• WHAT TO WORK ON: Return every line of the data below that contains the string "glass". Case counts, so uppercase and lowercase letters do not match each other.

• PROVIDED DATA:
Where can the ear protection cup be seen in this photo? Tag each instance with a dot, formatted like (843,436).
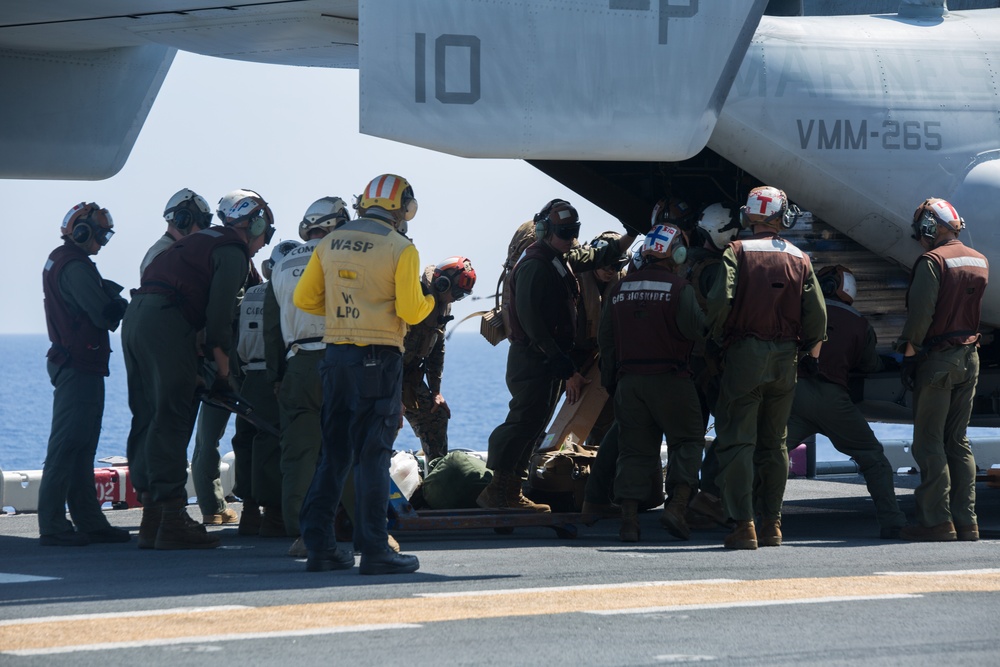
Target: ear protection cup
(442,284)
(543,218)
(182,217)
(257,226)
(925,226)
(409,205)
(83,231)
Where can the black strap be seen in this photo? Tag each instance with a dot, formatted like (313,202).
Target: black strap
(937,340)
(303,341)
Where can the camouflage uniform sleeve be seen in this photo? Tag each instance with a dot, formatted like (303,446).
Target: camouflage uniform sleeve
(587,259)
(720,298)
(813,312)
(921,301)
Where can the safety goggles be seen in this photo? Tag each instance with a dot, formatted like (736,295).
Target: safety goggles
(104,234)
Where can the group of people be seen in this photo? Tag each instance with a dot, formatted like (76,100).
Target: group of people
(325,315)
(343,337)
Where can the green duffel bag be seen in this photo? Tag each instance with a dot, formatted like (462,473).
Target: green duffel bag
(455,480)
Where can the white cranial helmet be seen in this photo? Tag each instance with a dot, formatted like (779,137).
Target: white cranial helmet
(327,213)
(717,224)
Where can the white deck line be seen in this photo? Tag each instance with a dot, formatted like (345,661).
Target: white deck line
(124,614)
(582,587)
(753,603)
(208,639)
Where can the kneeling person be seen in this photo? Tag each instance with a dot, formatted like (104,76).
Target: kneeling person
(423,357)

--

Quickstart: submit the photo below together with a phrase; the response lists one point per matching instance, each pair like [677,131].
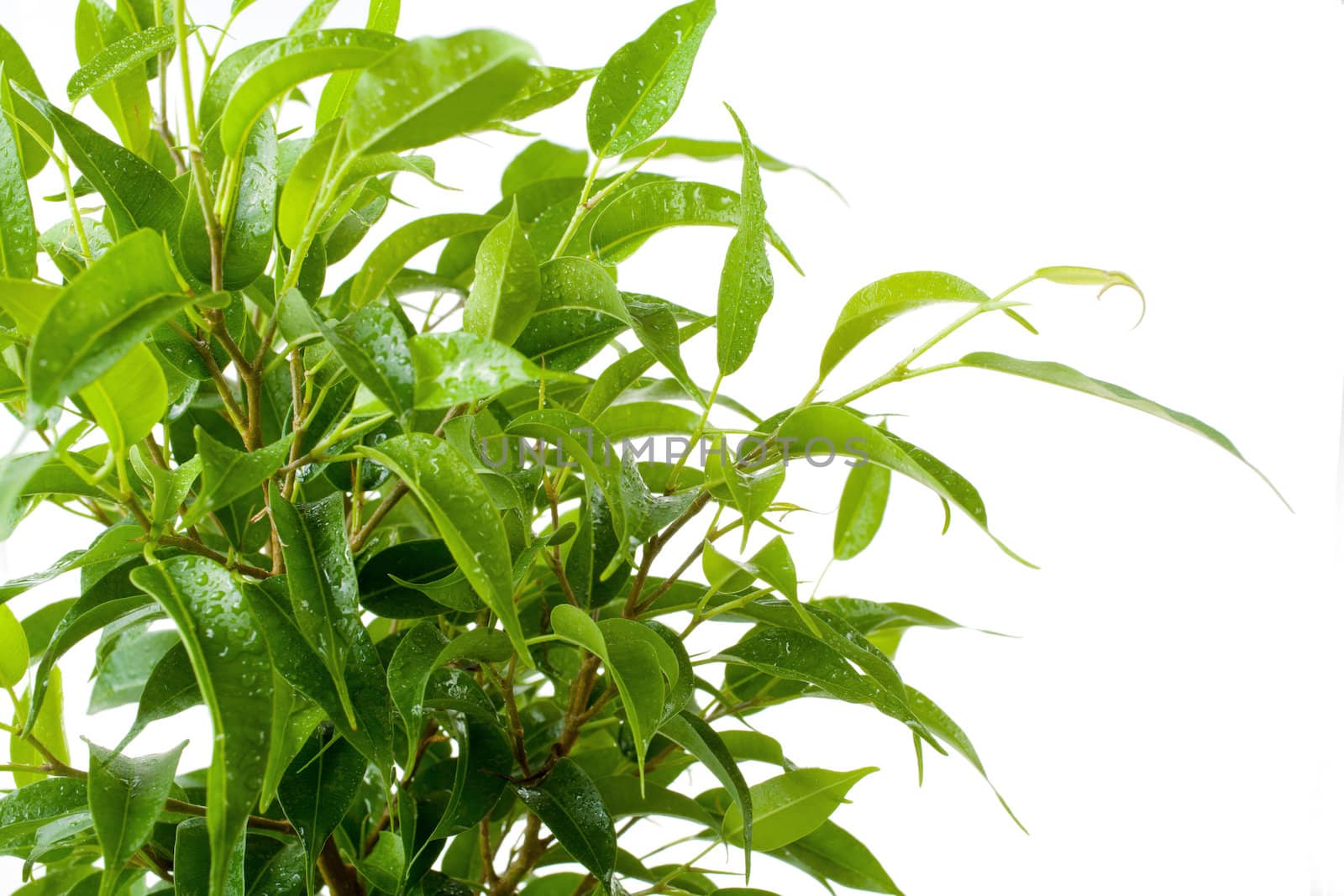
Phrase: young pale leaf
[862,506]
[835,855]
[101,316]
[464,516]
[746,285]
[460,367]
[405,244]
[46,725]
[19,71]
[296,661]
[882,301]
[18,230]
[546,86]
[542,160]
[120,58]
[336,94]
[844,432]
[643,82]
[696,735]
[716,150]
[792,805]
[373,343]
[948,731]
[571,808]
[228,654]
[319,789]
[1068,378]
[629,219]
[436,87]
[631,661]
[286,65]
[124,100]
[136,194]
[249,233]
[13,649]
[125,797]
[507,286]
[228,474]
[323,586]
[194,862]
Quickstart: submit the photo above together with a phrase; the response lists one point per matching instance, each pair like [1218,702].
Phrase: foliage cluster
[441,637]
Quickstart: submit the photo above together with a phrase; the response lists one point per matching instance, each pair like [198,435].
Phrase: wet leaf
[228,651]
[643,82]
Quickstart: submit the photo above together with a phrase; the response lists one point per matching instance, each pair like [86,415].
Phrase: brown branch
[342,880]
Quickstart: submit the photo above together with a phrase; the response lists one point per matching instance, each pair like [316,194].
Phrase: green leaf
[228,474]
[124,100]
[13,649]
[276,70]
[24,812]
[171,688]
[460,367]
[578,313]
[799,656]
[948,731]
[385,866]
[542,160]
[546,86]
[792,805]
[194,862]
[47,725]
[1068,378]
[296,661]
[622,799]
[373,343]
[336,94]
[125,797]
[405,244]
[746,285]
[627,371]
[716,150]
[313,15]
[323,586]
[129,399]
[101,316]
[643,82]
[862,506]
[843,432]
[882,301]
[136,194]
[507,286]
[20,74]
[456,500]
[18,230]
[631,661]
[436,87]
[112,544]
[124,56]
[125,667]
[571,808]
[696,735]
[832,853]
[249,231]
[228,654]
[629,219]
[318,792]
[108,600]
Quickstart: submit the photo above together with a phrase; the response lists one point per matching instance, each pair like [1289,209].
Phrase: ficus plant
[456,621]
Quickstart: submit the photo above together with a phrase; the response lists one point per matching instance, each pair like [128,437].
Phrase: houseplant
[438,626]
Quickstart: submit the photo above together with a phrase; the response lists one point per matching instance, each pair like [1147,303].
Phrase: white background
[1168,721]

--

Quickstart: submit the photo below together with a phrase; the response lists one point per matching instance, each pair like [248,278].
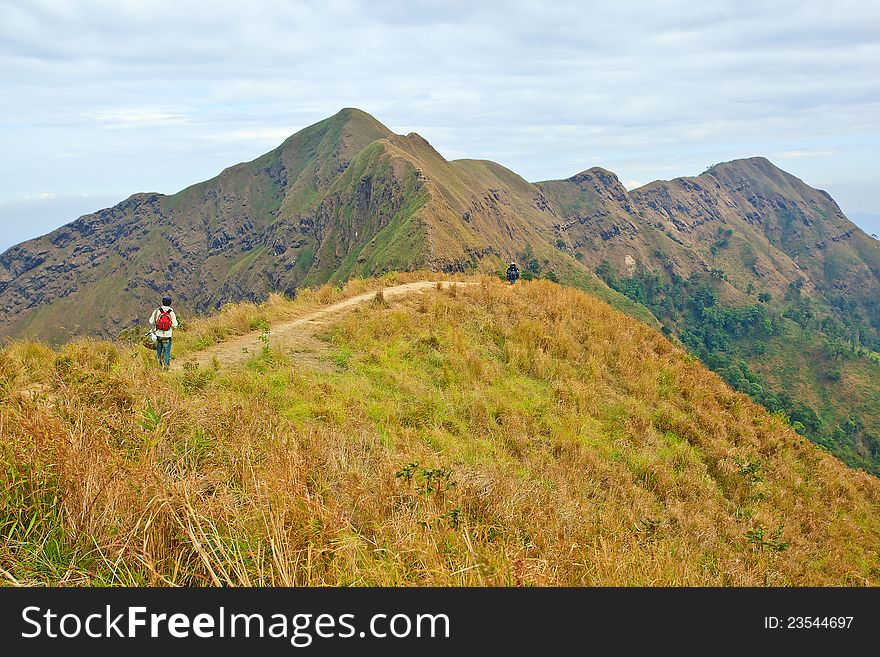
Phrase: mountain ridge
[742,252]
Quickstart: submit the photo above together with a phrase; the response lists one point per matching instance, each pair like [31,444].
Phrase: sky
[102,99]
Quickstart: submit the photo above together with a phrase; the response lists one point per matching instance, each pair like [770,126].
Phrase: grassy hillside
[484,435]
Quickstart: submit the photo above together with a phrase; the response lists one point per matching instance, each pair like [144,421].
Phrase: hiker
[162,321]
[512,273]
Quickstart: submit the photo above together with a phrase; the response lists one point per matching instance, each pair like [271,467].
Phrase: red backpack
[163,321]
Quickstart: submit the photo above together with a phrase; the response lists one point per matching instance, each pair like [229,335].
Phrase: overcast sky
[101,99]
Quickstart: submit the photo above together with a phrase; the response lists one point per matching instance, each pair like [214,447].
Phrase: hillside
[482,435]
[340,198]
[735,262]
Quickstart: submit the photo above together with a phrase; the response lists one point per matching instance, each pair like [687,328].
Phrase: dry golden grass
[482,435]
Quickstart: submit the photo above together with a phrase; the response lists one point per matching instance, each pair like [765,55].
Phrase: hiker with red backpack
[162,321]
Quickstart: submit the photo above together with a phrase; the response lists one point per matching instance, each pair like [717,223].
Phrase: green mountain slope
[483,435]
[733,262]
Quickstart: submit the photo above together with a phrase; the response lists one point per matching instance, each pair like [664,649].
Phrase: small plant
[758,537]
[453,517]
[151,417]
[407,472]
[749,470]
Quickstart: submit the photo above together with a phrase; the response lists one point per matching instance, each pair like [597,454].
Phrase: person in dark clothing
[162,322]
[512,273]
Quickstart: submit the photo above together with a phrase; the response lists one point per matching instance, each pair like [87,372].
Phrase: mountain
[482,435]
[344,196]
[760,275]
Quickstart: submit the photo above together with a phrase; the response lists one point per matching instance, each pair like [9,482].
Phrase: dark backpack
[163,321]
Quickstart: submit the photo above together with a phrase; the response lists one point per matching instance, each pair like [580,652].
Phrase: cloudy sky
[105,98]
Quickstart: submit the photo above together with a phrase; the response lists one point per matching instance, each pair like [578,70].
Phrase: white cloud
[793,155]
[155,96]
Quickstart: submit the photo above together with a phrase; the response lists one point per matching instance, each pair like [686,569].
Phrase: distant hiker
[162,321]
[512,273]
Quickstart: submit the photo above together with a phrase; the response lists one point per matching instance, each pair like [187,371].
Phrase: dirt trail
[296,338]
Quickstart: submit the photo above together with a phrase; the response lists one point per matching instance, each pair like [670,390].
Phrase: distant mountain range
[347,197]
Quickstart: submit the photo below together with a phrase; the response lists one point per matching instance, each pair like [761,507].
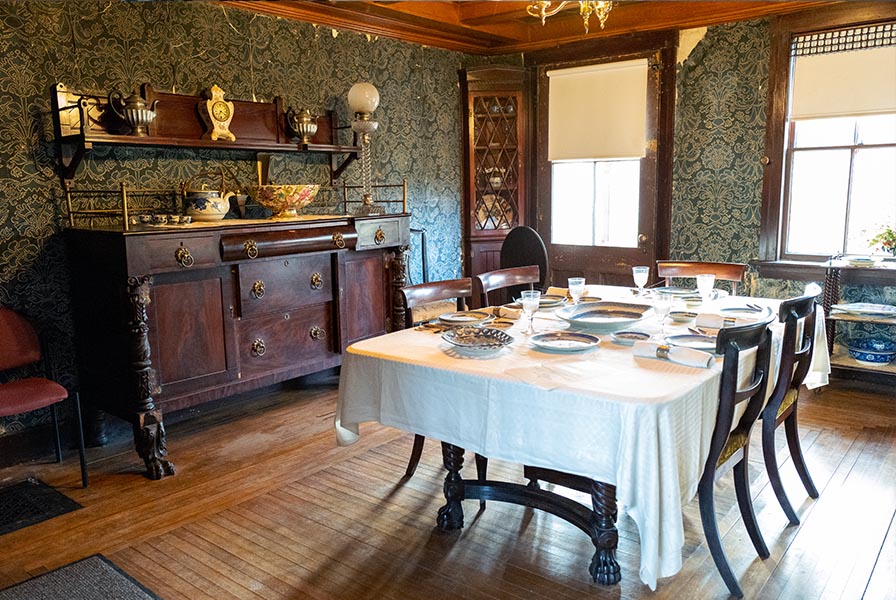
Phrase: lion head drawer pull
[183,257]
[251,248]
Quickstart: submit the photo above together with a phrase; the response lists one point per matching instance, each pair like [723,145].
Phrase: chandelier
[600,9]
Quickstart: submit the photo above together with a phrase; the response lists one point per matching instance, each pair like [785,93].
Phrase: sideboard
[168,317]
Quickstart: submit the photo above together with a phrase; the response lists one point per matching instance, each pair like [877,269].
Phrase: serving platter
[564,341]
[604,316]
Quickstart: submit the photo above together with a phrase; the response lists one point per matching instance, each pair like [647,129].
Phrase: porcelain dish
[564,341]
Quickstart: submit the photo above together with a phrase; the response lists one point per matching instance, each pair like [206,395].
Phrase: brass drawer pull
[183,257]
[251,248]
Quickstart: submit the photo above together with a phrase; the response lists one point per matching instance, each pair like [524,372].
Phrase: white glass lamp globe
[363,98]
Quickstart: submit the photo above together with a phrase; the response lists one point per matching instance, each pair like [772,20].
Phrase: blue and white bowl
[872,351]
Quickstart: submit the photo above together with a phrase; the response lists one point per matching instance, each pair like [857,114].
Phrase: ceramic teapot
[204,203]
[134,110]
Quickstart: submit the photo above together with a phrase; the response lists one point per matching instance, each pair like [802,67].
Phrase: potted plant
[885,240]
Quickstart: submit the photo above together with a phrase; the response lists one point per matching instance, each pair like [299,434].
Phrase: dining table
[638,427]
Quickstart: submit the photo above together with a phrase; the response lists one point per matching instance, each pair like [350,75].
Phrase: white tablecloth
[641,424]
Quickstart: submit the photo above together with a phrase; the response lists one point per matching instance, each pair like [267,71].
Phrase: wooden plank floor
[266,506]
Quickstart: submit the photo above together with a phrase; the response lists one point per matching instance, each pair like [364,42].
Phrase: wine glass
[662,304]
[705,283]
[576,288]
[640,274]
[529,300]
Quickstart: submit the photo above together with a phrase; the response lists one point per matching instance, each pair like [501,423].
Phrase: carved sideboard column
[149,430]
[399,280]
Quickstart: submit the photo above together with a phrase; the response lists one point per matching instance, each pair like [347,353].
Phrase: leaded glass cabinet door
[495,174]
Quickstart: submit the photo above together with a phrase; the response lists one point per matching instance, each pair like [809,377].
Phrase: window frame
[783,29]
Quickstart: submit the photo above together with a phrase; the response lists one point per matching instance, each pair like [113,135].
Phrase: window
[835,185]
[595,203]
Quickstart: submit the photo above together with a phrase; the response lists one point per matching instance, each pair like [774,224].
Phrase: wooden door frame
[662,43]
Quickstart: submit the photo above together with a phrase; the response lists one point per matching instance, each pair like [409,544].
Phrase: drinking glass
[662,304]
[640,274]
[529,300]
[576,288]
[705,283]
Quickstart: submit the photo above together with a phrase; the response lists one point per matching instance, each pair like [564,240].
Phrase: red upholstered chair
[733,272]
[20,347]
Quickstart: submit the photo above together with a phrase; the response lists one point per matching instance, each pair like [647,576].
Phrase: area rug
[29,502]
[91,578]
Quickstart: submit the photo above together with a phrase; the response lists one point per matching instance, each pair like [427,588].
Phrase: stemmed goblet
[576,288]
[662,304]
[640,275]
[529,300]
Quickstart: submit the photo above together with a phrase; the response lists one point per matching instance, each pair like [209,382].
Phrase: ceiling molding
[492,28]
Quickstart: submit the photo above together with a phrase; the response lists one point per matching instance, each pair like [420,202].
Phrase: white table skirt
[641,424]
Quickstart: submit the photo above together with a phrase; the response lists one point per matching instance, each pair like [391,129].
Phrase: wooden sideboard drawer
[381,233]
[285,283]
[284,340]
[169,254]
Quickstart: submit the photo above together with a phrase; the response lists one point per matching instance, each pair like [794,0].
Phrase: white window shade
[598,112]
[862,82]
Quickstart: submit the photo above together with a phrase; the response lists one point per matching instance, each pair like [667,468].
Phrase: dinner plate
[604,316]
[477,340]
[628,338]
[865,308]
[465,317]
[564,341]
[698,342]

• SOLUTION TO THE PROBLEM:
Phrase: white glass lamp globe
Phrase: wine glass
Phrase: leaded glass cabinet door
Phrase: drinking glass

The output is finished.